The request - Render each line of the material below as a JSON list of strings, one string per line, leaving out blank lines and the pictures.

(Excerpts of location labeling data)
⁂

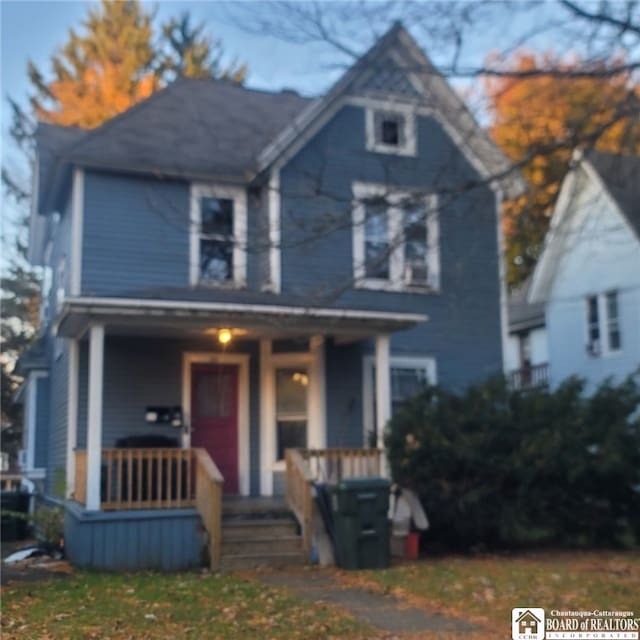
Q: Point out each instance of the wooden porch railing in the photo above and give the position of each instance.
(159, 479)
(208, 500)
(304, 466)
(299, 481)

⁂

Answer below -
[
  "Q: Point out each instance of the wooden porch railing in the photo above and give the position of each instance.",
  "(159, 479)",
  "(208, 500)",
  "(304, 466)",
  "(299, 481)"
]